# Exercise details
Transcribe the records below exactly as they appear, omitting any pictures.

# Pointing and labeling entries

+ + +

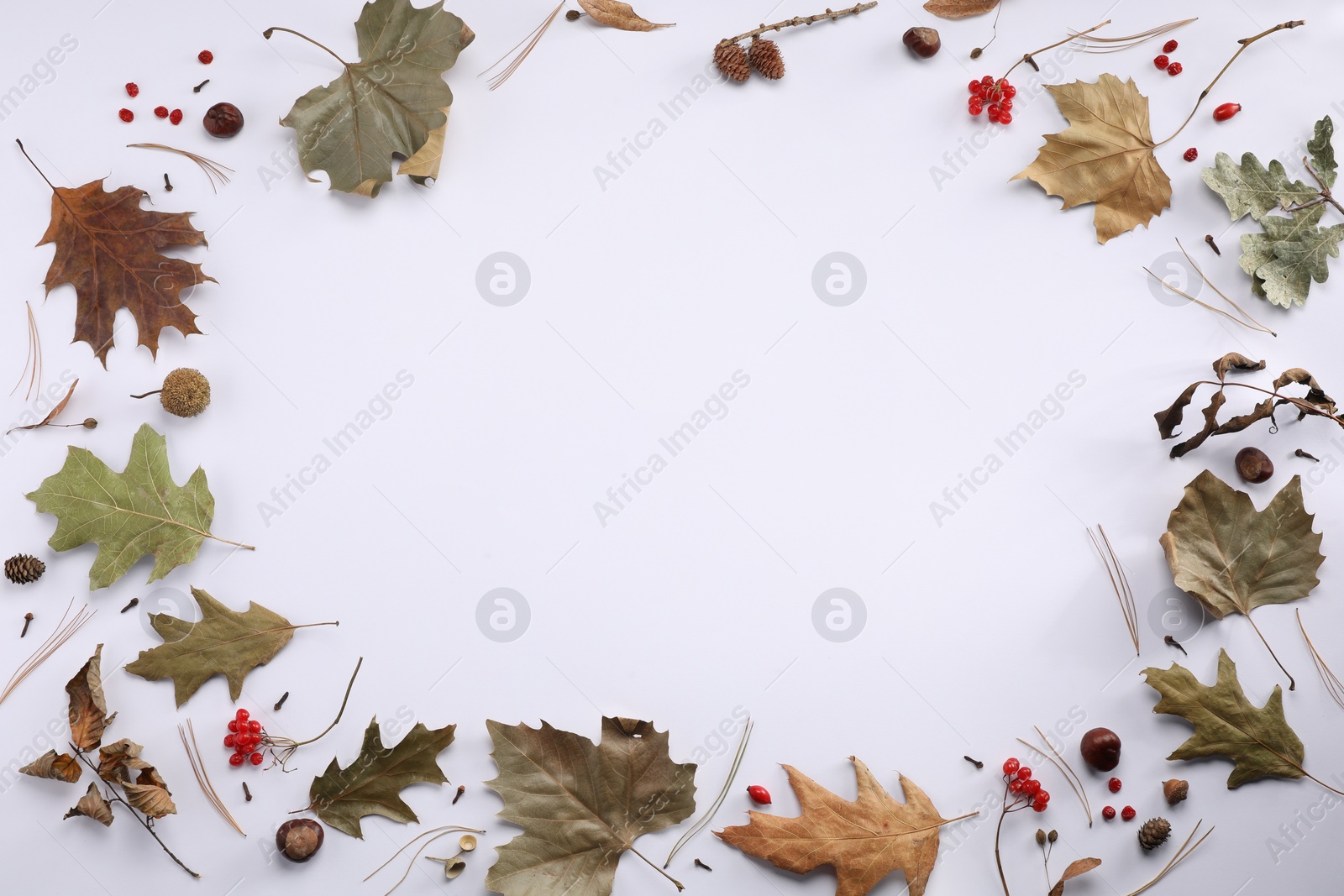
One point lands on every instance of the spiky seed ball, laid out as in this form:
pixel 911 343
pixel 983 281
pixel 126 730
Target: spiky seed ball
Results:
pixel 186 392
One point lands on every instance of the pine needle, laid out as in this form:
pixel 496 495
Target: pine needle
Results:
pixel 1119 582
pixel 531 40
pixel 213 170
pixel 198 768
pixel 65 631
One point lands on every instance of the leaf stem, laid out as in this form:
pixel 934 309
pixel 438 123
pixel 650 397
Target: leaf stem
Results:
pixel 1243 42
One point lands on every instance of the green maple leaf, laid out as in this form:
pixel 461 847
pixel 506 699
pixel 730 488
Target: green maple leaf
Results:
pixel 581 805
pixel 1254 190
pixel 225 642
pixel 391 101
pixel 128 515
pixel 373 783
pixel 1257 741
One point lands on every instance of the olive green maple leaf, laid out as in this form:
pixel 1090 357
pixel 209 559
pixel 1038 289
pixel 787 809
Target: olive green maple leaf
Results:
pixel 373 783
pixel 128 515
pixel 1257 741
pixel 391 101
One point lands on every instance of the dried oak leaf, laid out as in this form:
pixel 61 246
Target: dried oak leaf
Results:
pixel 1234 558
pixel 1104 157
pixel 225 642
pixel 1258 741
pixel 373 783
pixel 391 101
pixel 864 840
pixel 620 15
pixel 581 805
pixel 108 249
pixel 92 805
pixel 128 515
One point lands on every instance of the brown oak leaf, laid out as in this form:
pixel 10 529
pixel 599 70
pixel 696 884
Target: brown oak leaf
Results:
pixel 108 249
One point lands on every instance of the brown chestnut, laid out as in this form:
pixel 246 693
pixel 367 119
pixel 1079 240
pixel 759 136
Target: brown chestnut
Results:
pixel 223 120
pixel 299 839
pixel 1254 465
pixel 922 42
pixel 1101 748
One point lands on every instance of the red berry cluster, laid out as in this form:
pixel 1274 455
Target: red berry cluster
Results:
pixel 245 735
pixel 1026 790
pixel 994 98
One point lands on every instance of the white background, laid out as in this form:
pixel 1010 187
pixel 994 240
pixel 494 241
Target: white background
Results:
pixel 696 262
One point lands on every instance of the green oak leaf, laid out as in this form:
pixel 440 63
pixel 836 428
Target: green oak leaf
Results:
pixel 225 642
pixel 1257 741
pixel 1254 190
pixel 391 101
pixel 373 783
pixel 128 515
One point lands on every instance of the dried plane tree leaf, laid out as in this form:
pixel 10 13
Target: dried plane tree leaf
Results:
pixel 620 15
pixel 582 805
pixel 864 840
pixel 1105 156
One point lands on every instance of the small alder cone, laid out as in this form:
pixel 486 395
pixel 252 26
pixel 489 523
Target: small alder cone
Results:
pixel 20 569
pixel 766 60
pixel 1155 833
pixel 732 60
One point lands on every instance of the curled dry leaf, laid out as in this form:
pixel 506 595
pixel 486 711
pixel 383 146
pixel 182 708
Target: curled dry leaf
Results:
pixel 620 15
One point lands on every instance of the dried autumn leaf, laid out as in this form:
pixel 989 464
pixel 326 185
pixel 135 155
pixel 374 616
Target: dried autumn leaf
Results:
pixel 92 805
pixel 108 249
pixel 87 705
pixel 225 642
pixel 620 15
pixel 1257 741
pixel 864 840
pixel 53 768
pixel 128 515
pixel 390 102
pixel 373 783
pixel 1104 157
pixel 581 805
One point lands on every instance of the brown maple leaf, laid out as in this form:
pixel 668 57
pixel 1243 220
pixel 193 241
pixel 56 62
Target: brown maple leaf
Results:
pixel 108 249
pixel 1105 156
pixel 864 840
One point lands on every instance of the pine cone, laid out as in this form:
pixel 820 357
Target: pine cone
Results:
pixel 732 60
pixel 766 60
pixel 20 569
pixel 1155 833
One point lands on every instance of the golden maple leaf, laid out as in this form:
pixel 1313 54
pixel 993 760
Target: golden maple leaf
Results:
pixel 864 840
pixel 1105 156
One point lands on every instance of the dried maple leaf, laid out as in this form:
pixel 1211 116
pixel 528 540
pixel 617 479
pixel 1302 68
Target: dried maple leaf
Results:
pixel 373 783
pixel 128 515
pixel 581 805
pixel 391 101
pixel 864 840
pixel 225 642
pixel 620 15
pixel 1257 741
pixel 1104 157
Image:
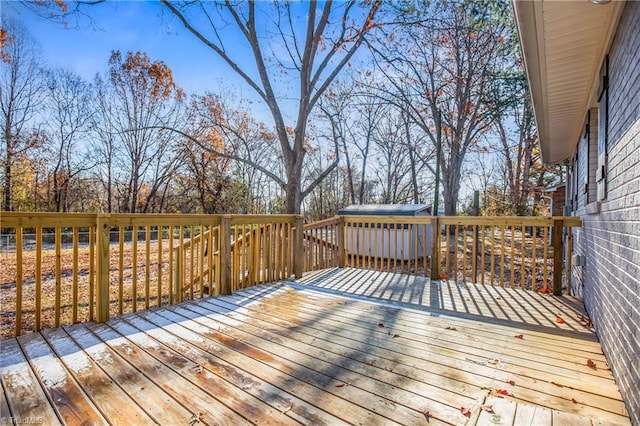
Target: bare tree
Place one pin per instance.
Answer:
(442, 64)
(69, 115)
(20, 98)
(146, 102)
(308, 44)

+ + +

# Answer to this task
One point lands on every instance of the spiky seed ball, laid out as in this form:
pixel 911 343
pixel 983 281
pixel 126 730
Target: spiky seed ball
Results:
pixel 186 392
One point lands on every instance of the pine needle, laid out as in this form:
pixel 496 495
Target: pine needle
Results:
pixel 1119 582
pixel 531 40
pixel 213 170
pixel 198 768
pixel 65 631
One point lands on every instance of the leaf stem, laid out as in this form:
pixel 934 309
pixel 438 123
pixel 650 397
Target: leaf stem
Results:
pixel 1243 42
One point lands on every instance of the green maple leaf, laid out as in this form:
pixel 461 847
pixel 506 699
pixel 730 488
Target: green maple leaf
Results:
pixel 581 805
pixel 1254 190
pixel 225 642
pixel 391 101
pixel 128 515
pixel 373 783
pixel 1257 741
One point lands on every instance of the olive green maple leaf, laid out as in this form:
pixel 1090 357
pixel 209 559
pixel 1038 289
pixel 787 809
Target: olive green maple leaf
Results:
pixel 373 783
pixel 128 515
pixel 1257 741
pixel 391 101
One point lands on every instance of the dried oak leaf, laid out as in this form:
pixel 61 246
Target: dried oak leaf
Results:
pixel 1234 558
pixel 1104 157
pixel 225 642
pixel 1258 741
pixel 373 783
pixel 391 101
pixel 864 840
pixel 620 15
pixel 581 805
pixel 108 249
pixel 92 805
pixel 128 515
One point lands on every instance of the brown oak leaf, laid out as in this form:
pixel 10 529
pixel 599 70
pixel 696 884
Target: brown oak leaf
Results:
pixel 108 249
One point lands on every instance of the brown chestnut, laid out as in this form:
pixel 246 693
pixel 367 119
pixel 1079 240
pixel 759 136
Target: brown chestnut
Results:
pixel 223 120
pixel 299 839
pixel 1254 465
pixel 922 42
pixel 1101 748
One point lands on every instance of the red berry cluster, laid out as in this form:
pixel 1274 455
Target: red berry cluster
Results:
pixel 245 735
pixel 1026 790
pixel 994 98
One point lands on every instance of the white background, laid out as in this form:
pixel 1010 187
pixel 994 240
pixel 494 241
Target: white background
Results:
pixel 696 262
One point lands on every instance of the green oak leaf, laid out as in this form:
pixel 440 63
pixel 836 428
Target: green oak leaf
Results:
pixel 225 642
pixel 1257 741
pixel 1254 190
pixel 391 101
pixel 373 783
pixel 128 515
One point lands on every instance of the dried plane tree leaf, laid out as in this form:
pixel 10 13
Target: dried plane tree leaf
Results:
pixel 620 15
pixel 582 805
pixel 864 840
pixel 1105 156
One point lands on every instance of the small alder cone, laid out as in this form:
pixel 486 395
pixel 252 26
pixel 489 523
Target: small alder cone
Results:
pixel 20 569
pixel 766 60
pixel 1155 833
pixel 732 60
One point lands on every instance of the curled dry leaf, laid out as in this form:
pixel 506 595
pixel 486 711
pixel 383 146
pixel 182 708
Target: curled dry leaf
Results:
pixel 620 15
One point lands on every instance of the dried autumn leaf, laid out as in this form:
pixel 989 464
pixel 326 185
pixel 135 155
pixel 374 616
Target: dried autumn leaf
Results:
pixel 92 805
pixel 108 249
pixel 87 705
pixel 225 642
pixel 620 15
pixel 1257 741
pixel 864 840
pixel 53 768
pixel 128 515
pixel 390 102
pixel 373 783
pixel 1104 157
pixel 581 805
One point lands on every instance of the brown maple leaf, laid out as in this form:
pixel 668 57
pixel 1243 220
pixel 193 241
pixel 56 62
Target: brown maple leaf
Results:
pixel 108 249
pixel 1105 156
pixel 864 840
One point lands on every instance of the pine cone, laid out as in this form:
pixel 820 357
Target: pine cone
Results:
pixel 732 60
pixel 766 60
pixel 20 569
pixel 1155 833
One point lands on every instance of the golden maple leaf, laid out as in this form:
pixel 1313 54
pixel 993 760
Target: golden maple leaf
Results:
pixel 864 840
pixel 1105 156
One point lands on every instance of the dried maple leaf, laid out as in this form:
pixel 1211 116
pixel 528 540
pixel 617 479
pixel 1302 68
Target: dried maple leaf
Results:
pixel 373 783
pixel 128 515
pixel 581 805
pixel 391 101
pixel 864 840
pixel 225 642
pixel 620 15
pixel 1257 741
pixel 1104 157
Image:
Target: bare tree
Place one pin per instance.
Answer:
(442, 64)
(69, 115)
(20, 98)
(146, 102)
(308, 44)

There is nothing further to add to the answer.